§ **DOCUMENT TEXT**:

-- Opening Marker --

John and Marie
“As a guy, I thought I should be better at this than I was. Did you ever feel alone but you weren’t alone? Thats how I felt in my marriage. I couldn’t reach her. I couldn’t do anything right. It seemed that my very presence upset her. So I started to pull back. Which of course only made matters worse. I sent my wife the link to your website and said: why not? At first she said no – but eventually we agreed and it really helped. For the first time in a long time I started to feel like we were in this thing together. I had no idea how I had hurt her or pushed her away – and the solutions you taught us were so simple! Consistency was the hard part, of course. But the difference in our marriage between then and now – it’s night and day.”
Mike and Lucy
“I came to this process due to an ultimatum. My wife said either we entered counselling or she was going to leave. At the time, I really didn’t think there was anything that could be done to help us. I wasn’t even sure I loved her anymore and I thought she was going to be angry with me forever. So I was pretty surprised when things started getting better. Not at first – at first it almost got worse. But eventually, I started to…hope. To see that we didn’t have to live like that anymore. I began to remember why I fell in love with her in the first place. I began to see how I contributed to the hurt and the resentment. I liked that Clay didn’t hold back and was actually blunt about what needed to be done. And I liked that he treated us equally. It wasn’t all my fault and it wasn’t all Lucy’s fault – but we both had done things that needed to be fixed. I guess marriage doesn’t come with an instructional manuel. But now we both are able to lean on each other more and love each other better. Like Clay says – it’s not easy, but it’s worth it.”

-- Closing Marker --

(Point localization data)
-- Opening Marker --

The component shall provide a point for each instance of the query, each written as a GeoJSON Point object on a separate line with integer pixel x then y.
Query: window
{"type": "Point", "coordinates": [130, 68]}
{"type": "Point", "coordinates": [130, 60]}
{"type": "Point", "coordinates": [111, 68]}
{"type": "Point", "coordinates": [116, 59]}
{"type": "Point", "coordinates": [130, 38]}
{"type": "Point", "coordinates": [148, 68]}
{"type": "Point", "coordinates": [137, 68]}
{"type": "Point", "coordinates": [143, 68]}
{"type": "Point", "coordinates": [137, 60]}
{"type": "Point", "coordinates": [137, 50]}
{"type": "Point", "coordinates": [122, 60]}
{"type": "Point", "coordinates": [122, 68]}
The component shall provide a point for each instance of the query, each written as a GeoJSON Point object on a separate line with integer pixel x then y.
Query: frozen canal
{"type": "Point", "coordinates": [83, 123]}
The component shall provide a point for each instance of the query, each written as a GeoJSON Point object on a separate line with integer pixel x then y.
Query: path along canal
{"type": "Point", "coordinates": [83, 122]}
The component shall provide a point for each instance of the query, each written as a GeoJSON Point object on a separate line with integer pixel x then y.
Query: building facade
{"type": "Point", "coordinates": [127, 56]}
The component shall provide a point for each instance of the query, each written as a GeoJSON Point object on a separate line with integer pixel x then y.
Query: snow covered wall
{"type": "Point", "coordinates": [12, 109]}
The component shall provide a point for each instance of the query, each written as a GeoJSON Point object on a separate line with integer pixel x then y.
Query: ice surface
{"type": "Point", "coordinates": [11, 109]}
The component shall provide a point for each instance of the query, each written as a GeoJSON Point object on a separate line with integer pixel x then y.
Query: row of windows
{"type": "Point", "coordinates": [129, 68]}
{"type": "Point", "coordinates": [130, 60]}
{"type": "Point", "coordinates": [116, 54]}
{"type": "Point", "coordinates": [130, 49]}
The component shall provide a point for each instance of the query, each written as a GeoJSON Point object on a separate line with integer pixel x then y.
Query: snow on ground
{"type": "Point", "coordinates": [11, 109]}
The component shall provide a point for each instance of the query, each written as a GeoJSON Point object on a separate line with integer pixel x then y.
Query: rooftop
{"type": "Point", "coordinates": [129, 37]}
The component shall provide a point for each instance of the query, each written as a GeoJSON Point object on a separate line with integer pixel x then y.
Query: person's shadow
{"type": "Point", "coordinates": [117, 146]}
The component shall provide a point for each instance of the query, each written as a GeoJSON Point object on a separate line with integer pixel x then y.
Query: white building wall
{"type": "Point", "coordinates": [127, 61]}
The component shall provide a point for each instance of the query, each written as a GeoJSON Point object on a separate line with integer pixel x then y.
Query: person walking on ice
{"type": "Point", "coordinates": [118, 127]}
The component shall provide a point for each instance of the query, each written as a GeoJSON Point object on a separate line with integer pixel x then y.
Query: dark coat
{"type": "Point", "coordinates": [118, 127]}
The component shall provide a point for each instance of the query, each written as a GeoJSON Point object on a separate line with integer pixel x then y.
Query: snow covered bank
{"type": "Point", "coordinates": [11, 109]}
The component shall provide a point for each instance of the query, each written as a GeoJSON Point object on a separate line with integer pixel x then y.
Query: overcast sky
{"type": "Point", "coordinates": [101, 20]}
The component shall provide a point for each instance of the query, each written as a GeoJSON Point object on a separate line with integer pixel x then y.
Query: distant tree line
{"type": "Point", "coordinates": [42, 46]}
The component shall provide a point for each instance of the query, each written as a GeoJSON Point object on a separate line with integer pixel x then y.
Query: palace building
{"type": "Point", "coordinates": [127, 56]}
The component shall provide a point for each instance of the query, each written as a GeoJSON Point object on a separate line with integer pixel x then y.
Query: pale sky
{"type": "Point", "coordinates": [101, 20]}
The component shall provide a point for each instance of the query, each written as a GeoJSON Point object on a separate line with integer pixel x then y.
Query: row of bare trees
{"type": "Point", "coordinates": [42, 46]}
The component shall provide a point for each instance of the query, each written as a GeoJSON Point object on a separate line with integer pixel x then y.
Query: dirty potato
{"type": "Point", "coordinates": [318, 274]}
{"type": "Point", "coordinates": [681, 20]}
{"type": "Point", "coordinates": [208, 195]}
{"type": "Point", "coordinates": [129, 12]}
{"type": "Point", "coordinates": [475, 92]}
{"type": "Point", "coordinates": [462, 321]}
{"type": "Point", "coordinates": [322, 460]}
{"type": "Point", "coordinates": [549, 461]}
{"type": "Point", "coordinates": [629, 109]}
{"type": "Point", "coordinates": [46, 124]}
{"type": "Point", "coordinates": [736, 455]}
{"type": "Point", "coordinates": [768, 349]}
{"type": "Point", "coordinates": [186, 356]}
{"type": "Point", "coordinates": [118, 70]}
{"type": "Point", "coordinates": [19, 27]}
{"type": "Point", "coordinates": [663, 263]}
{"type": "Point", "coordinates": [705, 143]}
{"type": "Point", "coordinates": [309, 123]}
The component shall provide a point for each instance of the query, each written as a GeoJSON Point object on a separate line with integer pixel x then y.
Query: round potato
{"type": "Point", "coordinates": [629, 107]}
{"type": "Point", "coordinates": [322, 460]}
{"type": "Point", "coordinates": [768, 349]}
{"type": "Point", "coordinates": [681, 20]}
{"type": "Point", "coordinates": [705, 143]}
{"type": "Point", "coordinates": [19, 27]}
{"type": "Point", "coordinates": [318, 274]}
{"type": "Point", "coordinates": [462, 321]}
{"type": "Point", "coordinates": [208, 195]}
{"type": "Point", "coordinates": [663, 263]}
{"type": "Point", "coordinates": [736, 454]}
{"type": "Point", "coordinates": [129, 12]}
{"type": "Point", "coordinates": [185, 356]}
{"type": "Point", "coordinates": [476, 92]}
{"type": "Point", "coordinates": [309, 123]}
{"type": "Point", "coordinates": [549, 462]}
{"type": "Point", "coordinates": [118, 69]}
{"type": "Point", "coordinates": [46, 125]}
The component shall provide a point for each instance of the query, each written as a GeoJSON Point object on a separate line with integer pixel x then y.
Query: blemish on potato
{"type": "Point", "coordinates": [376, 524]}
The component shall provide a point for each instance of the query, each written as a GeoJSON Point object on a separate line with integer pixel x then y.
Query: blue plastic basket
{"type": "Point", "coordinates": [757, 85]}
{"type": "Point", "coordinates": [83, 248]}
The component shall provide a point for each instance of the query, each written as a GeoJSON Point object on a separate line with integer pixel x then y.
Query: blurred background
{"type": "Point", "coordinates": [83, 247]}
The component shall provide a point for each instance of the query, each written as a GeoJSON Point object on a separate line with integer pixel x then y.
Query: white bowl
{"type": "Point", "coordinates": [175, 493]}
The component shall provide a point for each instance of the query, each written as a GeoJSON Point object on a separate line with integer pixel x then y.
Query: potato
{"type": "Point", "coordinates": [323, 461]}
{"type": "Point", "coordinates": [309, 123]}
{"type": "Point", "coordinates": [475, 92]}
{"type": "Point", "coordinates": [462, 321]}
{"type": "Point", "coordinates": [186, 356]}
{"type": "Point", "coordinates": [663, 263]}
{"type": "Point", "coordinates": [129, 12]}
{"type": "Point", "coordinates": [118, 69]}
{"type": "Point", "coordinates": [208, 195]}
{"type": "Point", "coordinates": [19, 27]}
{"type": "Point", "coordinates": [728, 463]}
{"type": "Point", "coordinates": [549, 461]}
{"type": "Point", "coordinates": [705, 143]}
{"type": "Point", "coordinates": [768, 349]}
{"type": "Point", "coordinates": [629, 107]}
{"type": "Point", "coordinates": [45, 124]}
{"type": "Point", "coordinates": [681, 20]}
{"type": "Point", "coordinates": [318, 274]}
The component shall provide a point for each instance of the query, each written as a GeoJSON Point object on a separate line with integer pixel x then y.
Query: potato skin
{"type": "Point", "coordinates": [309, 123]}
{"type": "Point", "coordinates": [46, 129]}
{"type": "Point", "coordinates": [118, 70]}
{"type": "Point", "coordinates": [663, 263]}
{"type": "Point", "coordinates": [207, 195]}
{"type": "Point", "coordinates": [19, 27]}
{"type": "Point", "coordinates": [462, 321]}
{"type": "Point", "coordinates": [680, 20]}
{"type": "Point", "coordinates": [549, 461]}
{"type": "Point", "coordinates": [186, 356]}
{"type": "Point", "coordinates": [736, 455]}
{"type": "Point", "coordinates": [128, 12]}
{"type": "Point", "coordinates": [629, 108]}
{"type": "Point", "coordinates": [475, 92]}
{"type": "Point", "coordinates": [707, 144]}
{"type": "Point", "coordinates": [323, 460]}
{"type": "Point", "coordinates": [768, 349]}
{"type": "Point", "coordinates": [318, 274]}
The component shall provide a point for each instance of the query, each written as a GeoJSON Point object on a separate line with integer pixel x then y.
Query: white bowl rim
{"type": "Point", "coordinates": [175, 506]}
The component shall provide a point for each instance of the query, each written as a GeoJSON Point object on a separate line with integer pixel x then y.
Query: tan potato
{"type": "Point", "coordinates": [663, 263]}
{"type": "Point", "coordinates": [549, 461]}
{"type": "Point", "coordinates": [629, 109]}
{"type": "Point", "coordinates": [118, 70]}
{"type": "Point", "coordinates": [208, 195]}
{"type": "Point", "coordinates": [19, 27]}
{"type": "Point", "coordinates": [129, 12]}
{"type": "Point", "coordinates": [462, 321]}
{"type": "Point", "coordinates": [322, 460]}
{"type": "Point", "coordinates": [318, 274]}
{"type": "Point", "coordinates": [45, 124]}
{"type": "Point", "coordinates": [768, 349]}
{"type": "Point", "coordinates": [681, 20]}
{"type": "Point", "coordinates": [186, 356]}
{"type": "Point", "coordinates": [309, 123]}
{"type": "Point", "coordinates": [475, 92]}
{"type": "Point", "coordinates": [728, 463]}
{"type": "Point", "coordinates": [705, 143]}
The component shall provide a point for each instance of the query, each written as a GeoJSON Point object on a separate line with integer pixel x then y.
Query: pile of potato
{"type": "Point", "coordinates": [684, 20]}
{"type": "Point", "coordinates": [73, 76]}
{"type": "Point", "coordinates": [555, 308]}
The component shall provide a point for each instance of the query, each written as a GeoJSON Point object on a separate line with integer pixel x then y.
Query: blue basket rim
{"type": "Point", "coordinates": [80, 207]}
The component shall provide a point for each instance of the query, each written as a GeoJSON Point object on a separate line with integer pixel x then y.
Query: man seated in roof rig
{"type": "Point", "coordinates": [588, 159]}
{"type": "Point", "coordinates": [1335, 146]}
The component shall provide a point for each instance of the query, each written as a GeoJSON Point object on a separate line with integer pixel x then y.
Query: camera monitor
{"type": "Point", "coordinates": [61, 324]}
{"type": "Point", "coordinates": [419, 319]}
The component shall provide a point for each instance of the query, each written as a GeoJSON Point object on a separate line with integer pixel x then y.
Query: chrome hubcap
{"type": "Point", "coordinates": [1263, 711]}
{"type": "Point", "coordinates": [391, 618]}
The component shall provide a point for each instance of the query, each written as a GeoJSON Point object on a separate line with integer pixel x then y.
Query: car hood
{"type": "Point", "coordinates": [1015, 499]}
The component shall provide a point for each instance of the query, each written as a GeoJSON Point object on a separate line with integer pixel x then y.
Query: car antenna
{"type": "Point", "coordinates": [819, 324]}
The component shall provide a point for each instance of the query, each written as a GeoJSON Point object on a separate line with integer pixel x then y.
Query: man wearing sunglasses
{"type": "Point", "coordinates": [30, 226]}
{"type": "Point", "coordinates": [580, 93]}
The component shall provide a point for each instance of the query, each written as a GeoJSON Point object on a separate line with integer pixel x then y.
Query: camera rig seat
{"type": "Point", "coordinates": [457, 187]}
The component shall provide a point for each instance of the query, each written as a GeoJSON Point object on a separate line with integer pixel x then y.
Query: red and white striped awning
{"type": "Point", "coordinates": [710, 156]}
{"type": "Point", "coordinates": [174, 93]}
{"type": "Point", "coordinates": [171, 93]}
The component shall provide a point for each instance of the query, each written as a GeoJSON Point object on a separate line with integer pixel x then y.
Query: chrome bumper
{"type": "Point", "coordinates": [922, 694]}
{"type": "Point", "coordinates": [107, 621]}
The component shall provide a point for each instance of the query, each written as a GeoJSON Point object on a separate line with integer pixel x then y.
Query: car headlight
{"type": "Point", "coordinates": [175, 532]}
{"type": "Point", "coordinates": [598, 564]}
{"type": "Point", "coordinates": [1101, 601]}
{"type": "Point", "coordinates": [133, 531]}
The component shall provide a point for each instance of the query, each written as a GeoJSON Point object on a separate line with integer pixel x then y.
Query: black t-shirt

-- Closing Marker --

§ **EXERCISE AIM**:
Continue the marriage counseling testimonials from where they stop.

§ **RESPONSE AREA**:
Nancy and Jim
“We just want to thank you for saving our marriage. I know you always say that it’s not you, that it is us that have to put in the work and make the changes – but without your help we would have both lost the loves of our lives – and that would have been tragic.”
Marge and Tim
“After 10 years of marriage, my husband and I came to a place of “blah”. We weren’t unhappy – but we certainly weren’t happy either. Life has a way of beating you down and it certainly had taken it’s toll on us. One day I asked myself: “Is this it? Is this all I can expect?” and then I thought: “What if we could make it better?” I began looking for a marriage therapist and came across Mr. Cockrell’s site. It sounded interesting and I liked his approach of technique based counselling. The convenience was the real selling point. I skype with my friends all the time – and our schedules really prevented us from meeting with a therapist for regular one on one sessions. I have to say that in only a few sessions, my husband and I began looking at each other a little differently. There was a spark there that had been absent for quite a while. We did the techniques and readings and soon the “aloneness” that we shared was replaced by a togetherness. I suddenly felt like I had someone in my life that “had my back”. Like I said – our marriage wasn’t bad to begin with, but now it’s something that I treasure. Thanks Clay!”